## To be done
(1) Decide whether each statement agrees with the post about traveling on the LIRR. Answer yes or no for each, and quote the words of the post that settle it: (a) Southwest flies into New York City. (b) When there was track work on the LIRR, the writer was to take a bus to Central Islip before boarding the train. (c) The Dunkin' Donuts coffee was regular rather than decaf.
(2) Write out the section of the post about traveling on the LIRR between "3.5) If there" and "it ever boring.", inclusive.

## Selected passage
= = =

Soundtrack of Our Lives: PJ Harvey, Uh Huh Her
This summer, I spent an inordinate amount of time on the Long Island Railroad, or the LIRR, as they call it, even though "railroad" is one word, so the second "R" in "LIRR" is kind of reduntant, but whatever.
Anyway, the whole reason I was spending hours of my life in Long Island and on the LIRR was because Fibonacci was living in New York City for the summer. Southwest doesn't fly into the city; they do, helpfully, fly into Islip-MacArthur Long Island Airport, and so if you don't have any cheese and you need to fly a lot, you're at the mercy of Southwest, even if that means you get dropped off more than an hour away from your final destination. It is what it is, the Greyhound of the Skies. So many a weekend in June and July, I found myself shlepping from the midwest to the east coast in this fashion:
1) Take train to work
1.5) Work all day
2) Take train to Midway
3) Take shuttle from Islip to Ronkonkoma Station to catch the LIRR (that's ron-KON-koma, not ron-kon-KO-MA, as this very helpful Carmella Soprano-type helpfully told me)
3.5) If there is track work on the LIRR, take a bus to Central Islip, THEN get on the train there
4) Enjoy the 1:20 minute trip into Penn Station
5a) Take the subway to the Upper West Side to see Fibonacci, or
5b) If you have money, take a taxi
The whole trip from Chicago to New York took about, oh, I dunno, like, 700 days--especially if there was a problem on the train, or if my plane was late, causing me to miss the train and have to wait two-and-a-half hours (!) for the next one. There is only so much people watching you can do before they start to think you're touched in the head and move their children away from the wan-looking, staring lady with the bloodshot eyes. And after your second cup of Dunkin' Donuts coffee (decaf, extra-extra), your teeth start to dissolve, leaving little bits of tooth dust on your tongue, and MY GOD was it ever boring.

= = =

## Records
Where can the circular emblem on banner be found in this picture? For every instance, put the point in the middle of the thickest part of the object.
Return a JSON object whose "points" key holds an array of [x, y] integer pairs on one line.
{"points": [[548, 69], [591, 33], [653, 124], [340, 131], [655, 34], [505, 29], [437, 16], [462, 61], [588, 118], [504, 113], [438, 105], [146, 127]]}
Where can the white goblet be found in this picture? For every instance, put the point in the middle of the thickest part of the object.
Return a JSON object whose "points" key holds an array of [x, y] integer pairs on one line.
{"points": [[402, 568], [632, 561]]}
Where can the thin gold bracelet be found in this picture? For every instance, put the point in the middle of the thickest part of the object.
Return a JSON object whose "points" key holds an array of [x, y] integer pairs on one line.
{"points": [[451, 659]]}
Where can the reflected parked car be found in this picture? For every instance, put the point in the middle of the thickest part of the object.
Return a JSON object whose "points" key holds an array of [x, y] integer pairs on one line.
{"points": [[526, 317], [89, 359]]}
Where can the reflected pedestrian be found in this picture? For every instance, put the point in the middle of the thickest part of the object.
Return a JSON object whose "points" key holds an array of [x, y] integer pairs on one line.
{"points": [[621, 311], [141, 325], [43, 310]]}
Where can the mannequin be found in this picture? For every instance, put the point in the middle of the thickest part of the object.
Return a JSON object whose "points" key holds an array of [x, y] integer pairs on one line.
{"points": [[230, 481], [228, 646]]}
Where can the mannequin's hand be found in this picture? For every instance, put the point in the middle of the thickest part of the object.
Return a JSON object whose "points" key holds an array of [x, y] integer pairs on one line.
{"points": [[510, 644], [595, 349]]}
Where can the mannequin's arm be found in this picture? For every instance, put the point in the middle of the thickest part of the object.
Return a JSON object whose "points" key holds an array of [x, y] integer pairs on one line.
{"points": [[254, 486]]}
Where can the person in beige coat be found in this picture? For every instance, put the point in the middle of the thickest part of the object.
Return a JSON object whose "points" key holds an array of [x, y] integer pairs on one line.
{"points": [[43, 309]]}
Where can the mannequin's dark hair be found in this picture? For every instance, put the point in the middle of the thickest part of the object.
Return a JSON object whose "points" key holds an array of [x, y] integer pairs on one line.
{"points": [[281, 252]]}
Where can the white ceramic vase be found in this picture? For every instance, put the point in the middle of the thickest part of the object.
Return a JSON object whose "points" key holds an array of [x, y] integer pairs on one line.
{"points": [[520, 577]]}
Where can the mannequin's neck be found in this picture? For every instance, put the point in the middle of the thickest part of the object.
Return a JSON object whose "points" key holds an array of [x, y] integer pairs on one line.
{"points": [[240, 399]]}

= = =

## The answers
(1)
(a) No: "Southwest doesn't fly into the city"
(b) Yes: "If there is track work on the LIRR, take a bus to Central Islip, THEN get on the train there"
(c) No: "decaf, extra-extra"

(2)
3.5) If there is track work on the LIRR, take a bus to Central Islip, THEN get on the train there
4) Enjoy the 1:20 minute trip into Penn Station
5a) Take the subway to the Upper West Side to see Fibonacci, or
5b) If you have money, take a taxi
The whole trip from Chicago to New York took about, oh, I dunno, like, 700 days--especially if there was a problem on the train, or if my plane was late, causing me to miss the train and have to wait two-and-a-half hours (!) for the next one. There is only so much people watching you can do before they start to think you're touched in the head and move their children away from the wan-looking, staring lady with the bloodshot eyes. And after your second cup of Dunkin' Donuts coffee (decaf, extra-extra), your teeth start to dissolve, leaving little bits of tooth dust on your tongue, and MY GOD was it ever boring.